* [TASK INSTRUCTIONS] Please copy the data below without changes, beginning at the line that contains "of the hoodie" and continuing through the end of the data.

-- PROVIDED ENTRIES start --

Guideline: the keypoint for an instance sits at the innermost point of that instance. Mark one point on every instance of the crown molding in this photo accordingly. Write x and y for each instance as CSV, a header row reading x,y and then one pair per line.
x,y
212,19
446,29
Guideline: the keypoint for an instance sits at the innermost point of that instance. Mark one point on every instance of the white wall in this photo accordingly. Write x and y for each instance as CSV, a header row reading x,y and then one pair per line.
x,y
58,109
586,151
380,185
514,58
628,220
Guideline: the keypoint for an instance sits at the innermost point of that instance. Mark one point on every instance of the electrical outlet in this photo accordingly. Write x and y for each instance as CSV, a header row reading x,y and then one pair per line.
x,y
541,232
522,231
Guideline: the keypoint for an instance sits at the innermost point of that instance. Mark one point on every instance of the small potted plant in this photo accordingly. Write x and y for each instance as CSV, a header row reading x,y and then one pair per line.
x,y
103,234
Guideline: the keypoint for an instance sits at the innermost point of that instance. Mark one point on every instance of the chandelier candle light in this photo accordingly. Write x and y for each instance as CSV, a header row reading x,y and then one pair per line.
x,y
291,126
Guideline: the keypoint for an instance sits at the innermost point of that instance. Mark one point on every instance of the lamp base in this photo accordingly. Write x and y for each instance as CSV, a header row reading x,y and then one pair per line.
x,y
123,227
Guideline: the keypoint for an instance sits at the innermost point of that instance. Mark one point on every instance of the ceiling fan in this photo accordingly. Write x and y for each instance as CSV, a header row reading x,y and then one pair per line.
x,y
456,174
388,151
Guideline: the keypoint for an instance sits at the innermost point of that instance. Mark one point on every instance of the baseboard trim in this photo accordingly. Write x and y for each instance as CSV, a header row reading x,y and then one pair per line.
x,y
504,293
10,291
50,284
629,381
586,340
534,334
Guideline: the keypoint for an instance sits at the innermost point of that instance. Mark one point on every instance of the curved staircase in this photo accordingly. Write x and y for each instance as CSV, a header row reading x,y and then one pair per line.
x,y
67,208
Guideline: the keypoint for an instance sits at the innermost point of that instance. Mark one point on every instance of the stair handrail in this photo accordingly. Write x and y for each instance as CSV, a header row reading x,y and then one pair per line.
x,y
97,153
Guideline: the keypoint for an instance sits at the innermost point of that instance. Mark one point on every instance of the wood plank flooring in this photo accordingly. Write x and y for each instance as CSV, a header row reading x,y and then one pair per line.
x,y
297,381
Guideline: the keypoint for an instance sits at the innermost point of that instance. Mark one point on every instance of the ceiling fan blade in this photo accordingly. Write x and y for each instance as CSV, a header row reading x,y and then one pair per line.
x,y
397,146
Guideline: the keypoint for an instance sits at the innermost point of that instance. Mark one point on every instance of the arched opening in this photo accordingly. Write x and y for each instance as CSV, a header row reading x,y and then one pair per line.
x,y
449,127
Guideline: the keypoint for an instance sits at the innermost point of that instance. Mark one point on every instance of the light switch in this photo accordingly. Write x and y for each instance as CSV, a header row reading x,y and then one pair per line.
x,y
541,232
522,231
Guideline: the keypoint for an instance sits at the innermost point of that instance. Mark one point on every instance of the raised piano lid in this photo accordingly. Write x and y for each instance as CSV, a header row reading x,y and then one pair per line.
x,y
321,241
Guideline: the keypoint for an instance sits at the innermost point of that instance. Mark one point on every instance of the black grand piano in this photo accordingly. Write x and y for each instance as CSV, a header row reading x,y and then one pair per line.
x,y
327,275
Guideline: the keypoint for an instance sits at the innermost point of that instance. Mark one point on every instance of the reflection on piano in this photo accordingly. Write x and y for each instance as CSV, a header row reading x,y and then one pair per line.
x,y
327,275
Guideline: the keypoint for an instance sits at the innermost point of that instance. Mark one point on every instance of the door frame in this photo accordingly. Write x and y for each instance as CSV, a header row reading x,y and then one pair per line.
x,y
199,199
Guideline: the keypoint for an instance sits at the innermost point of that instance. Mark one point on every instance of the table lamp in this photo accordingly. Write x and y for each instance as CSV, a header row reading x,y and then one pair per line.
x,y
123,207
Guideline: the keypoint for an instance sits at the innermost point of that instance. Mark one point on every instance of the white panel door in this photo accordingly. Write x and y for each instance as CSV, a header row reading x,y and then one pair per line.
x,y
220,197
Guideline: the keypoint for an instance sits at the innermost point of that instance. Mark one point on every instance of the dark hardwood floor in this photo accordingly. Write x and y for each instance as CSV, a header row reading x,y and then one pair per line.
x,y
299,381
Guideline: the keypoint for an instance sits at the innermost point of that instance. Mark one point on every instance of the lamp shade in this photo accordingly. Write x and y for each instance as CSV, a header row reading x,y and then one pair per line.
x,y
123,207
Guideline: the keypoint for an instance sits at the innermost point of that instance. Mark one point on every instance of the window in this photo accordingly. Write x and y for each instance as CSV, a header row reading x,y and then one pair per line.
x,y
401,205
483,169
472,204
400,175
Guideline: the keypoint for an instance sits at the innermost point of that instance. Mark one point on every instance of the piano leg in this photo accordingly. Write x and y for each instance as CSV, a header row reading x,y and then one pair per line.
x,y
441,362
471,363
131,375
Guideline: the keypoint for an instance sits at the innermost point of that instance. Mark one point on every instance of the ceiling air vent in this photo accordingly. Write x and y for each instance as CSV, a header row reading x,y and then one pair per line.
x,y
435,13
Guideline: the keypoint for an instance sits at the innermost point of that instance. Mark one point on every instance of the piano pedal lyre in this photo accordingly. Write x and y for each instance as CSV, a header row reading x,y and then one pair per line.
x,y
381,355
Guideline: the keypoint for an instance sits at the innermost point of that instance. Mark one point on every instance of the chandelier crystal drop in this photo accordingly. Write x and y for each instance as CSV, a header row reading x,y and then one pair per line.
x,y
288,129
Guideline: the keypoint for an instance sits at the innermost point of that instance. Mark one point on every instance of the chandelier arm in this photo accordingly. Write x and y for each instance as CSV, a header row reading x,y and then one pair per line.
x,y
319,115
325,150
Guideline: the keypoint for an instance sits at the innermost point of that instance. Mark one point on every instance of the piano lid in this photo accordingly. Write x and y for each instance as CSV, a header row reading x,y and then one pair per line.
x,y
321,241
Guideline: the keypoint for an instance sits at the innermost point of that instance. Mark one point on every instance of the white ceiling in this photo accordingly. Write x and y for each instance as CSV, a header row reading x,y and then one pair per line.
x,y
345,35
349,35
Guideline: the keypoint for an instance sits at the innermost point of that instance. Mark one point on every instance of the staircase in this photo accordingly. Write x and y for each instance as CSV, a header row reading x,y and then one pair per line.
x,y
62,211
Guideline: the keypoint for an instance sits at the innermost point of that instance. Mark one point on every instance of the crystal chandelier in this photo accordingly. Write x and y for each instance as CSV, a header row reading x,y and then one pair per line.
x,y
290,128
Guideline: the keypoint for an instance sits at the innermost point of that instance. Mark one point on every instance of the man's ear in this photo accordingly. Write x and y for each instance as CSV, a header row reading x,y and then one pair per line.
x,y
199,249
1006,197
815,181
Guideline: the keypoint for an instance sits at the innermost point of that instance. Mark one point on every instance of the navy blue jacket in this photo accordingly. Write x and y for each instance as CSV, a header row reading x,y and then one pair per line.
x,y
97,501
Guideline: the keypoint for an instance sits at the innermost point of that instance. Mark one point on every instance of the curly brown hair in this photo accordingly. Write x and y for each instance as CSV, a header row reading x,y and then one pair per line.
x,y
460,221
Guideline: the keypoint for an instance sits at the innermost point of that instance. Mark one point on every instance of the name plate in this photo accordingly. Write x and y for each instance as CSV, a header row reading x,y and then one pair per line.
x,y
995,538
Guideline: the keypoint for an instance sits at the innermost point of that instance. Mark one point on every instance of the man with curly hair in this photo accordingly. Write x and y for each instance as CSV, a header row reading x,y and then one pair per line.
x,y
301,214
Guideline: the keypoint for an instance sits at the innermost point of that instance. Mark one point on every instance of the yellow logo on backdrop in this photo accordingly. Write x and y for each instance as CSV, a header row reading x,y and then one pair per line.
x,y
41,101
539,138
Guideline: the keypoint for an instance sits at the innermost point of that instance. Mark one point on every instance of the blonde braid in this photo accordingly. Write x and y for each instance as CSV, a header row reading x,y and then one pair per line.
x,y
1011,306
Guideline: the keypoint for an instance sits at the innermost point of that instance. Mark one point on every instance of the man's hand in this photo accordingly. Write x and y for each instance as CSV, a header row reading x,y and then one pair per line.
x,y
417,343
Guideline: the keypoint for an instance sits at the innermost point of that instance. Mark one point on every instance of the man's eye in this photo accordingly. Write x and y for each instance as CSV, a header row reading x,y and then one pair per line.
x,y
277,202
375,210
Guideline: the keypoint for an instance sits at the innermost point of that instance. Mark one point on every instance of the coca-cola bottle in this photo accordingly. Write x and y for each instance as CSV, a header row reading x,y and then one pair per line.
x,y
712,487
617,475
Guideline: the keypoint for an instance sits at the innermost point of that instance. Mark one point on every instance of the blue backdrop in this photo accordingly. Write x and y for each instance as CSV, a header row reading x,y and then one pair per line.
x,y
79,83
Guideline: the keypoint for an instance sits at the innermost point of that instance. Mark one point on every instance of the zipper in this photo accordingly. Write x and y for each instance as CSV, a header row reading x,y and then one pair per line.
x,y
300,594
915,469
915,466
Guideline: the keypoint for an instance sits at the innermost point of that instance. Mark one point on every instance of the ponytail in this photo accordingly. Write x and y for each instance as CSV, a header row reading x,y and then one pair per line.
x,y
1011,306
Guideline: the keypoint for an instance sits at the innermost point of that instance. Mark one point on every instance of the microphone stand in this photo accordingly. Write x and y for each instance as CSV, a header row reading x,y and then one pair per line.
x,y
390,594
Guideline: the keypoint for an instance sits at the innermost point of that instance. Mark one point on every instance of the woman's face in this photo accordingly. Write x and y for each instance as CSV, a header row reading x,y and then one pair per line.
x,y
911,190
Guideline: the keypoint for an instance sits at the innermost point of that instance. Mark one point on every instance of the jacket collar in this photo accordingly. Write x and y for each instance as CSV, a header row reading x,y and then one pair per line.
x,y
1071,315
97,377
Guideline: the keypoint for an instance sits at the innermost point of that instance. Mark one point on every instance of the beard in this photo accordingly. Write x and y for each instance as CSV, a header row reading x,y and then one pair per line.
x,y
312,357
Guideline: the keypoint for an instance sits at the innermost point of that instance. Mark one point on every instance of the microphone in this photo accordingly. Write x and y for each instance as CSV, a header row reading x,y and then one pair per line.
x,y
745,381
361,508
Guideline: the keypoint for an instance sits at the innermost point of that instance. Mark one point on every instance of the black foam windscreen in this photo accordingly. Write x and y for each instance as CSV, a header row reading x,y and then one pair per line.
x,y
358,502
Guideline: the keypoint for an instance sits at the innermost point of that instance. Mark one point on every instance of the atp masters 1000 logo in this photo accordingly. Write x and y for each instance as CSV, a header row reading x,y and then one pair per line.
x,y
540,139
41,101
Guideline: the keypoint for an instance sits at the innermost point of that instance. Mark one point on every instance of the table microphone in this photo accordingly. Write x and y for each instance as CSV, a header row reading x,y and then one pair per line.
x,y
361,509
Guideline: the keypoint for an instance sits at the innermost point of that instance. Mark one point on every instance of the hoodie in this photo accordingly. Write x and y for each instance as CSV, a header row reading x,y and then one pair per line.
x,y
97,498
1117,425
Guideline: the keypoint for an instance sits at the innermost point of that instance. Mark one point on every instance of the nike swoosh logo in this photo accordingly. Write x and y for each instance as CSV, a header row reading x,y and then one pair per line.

-- PROVIDED ENTRIES end --

* [FINAL RESULT]
Guideline: the keypoint for an instance sits at the innermost point of that instance. Mark one point on every instance of the hoodie in this photo accordingly. Write x and y for each instance as CSV, a header row reading x,y and then one pair per line.
x,y
97,498
1117,425
Guideline: the keypoint for an instance sits at the innermost point of that instance. Mark one point on every instance of the nike swoosh logo in this photo accordingly. Write x and y for each instance as CSV, a header row reading x,y and then one pair per line.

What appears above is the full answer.